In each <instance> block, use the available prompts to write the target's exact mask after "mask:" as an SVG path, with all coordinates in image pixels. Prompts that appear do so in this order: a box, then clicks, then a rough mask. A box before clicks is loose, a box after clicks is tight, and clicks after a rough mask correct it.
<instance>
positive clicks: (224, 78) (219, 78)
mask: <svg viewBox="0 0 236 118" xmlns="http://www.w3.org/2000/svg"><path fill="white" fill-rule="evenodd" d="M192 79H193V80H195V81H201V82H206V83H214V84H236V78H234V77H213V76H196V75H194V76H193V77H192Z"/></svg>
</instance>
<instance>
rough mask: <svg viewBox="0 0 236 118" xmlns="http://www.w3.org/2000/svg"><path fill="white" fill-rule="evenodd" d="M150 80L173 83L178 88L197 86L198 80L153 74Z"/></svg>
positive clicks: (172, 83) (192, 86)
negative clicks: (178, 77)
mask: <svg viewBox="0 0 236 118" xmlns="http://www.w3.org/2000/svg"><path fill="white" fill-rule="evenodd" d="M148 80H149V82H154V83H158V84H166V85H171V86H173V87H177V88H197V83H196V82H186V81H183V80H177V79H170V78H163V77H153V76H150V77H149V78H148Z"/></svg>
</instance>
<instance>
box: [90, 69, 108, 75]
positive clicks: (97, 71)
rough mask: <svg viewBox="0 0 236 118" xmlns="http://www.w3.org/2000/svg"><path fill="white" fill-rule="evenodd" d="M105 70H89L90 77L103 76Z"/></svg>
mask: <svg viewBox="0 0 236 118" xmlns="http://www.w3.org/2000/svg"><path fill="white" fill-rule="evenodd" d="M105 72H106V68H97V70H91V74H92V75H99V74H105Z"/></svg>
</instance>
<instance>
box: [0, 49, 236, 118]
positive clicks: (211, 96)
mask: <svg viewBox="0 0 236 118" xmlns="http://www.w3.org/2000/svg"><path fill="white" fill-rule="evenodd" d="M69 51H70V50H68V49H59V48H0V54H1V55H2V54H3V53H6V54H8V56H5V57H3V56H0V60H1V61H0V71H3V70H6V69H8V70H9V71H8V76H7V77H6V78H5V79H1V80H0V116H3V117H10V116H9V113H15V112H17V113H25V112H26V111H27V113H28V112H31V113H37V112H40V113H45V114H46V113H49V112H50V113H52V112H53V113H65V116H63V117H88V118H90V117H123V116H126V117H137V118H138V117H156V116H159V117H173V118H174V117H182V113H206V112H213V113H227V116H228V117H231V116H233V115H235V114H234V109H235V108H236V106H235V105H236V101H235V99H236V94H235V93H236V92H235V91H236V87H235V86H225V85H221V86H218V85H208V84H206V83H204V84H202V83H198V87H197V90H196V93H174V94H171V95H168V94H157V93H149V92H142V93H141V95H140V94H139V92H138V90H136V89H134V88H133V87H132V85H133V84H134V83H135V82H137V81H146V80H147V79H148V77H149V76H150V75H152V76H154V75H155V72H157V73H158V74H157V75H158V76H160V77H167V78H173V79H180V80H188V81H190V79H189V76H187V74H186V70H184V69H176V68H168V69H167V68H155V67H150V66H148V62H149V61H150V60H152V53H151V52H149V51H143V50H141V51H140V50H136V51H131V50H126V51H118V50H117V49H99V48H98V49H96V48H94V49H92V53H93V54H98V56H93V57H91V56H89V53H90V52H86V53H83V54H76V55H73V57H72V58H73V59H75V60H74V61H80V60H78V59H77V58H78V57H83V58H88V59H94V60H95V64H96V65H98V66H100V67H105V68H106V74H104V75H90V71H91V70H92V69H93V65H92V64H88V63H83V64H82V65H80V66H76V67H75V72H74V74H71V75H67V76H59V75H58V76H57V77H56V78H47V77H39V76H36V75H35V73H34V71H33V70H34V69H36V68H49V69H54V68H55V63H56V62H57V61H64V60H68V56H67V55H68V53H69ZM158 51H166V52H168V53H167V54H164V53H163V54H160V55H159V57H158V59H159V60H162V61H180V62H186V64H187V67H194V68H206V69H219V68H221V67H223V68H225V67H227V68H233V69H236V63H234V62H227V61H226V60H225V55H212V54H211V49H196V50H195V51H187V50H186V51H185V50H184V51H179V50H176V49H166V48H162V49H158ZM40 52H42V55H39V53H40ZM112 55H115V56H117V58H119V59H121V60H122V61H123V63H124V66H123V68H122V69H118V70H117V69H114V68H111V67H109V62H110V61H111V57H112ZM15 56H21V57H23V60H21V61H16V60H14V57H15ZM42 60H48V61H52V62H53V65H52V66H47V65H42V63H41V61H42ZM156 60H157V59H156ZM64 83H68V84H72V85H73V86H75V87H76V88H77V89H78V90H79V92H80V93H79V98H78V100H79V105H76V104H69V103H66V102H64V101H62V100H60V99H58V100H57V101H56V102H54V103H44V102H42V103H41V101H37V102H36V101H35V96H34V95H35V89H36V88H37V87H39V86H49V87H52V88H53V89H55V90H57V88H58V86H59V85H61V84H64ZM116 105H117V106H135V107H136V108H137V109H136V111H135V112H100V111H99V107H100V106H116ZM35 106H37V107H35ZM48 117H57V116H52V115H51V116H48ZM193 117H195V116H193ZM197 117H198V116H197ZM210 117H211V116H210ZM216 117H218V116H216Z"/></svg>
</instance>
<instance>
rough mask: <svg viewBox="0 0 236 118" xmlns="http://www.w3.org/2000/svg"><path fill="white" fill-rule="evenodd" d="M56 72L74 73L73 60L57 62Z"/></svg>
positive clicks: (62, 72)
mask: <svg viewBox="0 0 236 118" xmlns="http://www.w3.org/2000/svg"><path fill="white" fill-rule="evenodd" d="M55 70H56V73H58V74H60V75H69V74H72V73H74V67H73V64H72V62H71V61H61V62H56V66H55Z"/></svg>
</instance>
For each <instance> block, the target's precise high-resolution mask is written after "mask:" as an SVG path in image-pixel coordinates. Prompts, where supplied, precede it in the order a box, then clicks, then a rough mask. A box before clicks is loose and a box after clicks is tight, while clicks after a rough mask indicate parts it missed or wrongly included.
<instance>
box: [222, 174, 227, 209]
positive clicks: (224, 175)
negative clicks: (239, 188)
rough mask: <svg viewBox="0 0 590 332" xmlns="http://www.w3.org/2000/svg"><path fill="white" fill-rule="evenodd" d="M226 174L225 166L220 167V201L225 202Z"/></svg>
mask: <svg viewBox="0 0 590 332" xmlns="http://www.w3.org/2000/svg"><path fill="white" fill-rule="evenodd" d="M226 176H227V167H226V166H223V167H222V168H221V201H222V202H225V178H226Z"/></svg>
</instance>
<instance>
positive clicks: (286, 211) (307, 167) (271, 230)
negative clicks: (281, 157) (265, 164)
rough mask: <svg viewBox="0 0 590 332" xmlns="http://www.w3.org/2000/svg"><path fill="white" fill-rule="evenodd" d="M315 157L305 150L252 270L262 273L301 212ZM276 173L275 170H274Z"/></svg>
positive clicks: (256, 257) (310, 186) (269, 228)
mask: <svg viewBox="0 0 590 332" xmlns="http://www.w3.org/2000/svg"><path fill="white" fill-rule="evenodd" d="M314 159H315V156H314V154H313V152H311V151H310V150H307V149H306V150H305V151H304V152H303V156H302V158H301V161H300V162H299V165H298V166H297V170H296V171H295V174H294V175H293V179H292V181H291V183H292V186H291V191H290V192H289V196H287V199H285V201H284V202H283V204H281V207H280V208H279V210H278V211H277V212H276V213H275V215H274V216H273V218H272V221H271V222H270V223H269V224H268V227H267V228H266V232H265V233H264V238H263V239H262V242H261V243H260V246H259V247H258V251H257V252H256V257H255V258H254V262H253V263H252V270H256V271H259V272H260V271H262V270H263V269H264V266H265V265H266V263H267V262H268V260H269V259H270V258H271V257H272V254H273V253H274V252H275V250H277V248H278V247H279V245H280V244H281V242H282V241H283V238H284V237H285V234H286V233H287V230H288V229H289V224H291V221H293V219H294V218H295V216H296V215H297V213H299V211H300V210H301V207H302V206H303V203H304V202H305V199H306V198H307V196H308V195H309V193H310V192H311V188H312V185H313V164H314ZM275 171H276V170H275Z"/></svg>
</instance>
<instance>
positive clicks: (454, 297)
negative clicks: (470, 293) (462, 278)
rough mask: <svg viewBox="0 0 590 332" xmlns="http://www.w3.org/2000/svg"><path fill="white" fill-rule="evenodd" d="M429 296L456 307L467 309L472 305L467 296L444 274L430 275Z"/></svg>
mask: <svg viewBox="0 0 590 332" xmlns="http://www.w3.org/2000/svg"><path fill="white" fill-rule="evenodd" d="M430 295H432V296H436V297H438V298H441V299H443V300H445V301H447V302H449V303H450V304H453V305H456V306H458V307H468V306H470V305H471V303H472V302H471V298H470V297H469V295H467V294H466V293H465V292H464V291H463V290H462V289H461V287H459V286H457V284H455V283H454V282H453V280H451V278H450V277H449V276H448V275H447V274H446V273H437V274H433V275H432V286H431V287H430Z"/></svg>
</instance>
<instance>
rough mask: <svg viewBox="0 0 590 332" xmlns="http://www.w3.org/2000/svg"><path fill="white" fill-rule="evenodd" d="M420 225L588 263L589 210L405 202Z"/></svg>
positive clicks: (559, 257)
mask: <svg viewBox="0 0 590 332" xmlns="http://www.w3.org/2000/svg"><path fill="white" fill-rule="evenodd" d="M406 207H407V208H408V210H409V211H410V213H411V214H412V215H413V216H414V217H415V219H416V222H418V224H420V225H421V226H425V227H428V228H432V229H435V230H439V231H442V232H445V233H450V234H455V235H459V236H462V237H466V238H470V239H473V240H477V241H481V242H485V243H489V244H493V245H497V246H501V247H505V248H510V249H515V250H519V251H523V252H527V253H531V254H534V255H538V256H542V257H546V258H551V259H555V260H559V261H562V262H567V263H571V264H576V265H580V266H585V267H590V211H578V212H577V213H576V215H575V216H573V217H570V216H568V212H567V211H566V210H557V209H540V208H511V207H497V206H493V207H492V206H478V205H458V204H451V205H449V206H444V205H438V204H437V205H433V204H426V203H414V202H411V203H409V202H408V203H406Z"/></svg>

▶ Your objective
Copy the data word for word from its first line through the line containing "positive clicks: (172, 83) (192, 86)", including that line.

▶ Worked solution
In each <instance> block, use the available prompts to write the target's exact mask after "mask:" as an SVG path, with all coordinates in image pixels. Prompts that appear do so in this order: a box, then clicks, then a rough mask. A box before clicks is loose, a box after clicks is tight, and clicks after a rough mask correct it.
<instance>
positive clicks: (224, 78) (219, 78)
mask: <svg viewBox="0 0 236 118" xmlns="http://www.w3.org/2000/svg"><path fill="white" fill-rule="evenodd" d="M192 79H193V80H195V81H201V82H206V83H214V84H236V78H234V77H213V76H196V75H194V76H193V77H192Z"/></svg>
</instance>
<instance>
rough mask: <svg viewBox="0 0 236 118" xmlns="http://www.w3.org/2000/svg"><path fill="white" fill-rule="evenodd" d="M150 80L173 83L178 88L197 86L198 80L153 74Z"/></svg>
positive clicks: (172, 83) (192, 86)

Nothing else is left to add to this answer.